QUESTIONS ::
1. Copy out the portion of the article on Arafat Gatabazi's charity swim that begins with the words containing "Cape Town –" and ends with "them under 20.".
2. Write the next part of the article on Arafat Gatabazi's charity swim, picking up right after its last sentence.

Cape Town – He escaped conflict in the Democratic Republic of Congo (DRC) in 2012 and travelled 3 400km to Cape Town, an arduous journey that took several weeks. He was only 17 at the time and came with his sister and two cousins, all of them under 20.
This Saturday, almost five years after being granted asylum in South Africa, Arafat Gatabazi will embark on a 12km swim from Robben Island to Sea Point, raising funds for a crèche in Khayelitsha.
“Children are the future of this country and deserve a safe learning environment,” says the 22-year-old, who completed a certificate in Information Technology in 2016 and now works as a web developer. “Education is so important.”
Located in Site B, the Imizamo Yethu Educare Centre operates from a single shack, serving about some 45 children between the ages of five months and five years. The structure is cramped and leaks when it rains. Money from Gatabazi’s swim will go towards installing a fully equipped container classroom through the charity Breadline Africa.

RECORDED INFORMATION ::
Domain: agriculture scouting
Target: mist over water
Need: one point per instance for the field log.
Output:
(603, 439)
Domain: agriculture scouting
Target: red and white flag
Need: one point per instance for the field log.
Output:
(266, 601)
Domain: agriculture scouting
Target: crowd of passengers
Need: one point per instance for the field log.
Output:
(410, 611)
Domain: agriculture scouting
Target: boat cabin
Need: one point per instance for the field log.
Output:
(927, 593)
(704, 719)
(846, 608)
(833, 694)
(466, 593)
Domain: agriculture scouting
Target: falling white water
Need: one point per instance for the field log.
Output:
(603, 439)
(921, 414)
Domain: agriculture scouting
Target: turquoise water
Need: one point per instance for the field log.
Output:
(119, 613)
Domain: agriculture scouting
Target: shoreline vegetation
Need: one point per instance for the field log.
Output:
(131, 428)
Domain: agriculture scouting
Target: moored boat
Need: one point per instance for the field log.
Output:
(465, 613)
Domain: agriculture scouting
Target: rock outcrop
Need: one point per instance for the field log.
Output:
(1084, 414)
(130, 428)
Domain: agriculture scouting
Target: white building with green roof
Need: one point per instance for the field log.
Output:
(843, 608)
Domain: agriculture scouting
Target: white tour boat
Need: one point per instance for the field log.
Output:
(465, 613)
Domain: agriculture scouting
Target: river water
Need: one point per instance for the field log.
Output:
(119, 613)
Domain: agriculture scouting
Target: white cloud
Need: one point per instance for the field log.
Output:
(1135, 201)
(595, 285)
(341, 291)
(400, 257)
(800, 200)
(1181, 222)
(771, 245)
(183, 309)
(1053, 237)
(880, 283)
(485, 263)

ANSWERS TO THIS EXERCISE ::
1.
Cape Town – He escaped conflict in the Democratic Republic of Congo (DRC) in 2012 and travelled 3 400km to Cape Town, an arduous journey that took several weeks. He was only 17 at the time and came with his sister and two cousins, all of them under 20.

2.
To date, the drive has raised just more than R5 500 – 16% of its R34 000 target.
Gatabazi learned to swim after taking lessons at The Homestead, a shelter for street children in Cape Town where he lived until 2015. Within a year he had completed his first Robben Island crossing, an astounding achievement by any standards. (His first attempt, a month earlier, ended when he got hypothermia a kilometre from the Blouberg coast.)
Since then Gatabazi has swum around Cape Point (approximately 8km) for the Little Fighters Cancer Trust and around Robben Island (a total of 13.5 km after strong currents altered his course) for Lifeline Western Cape.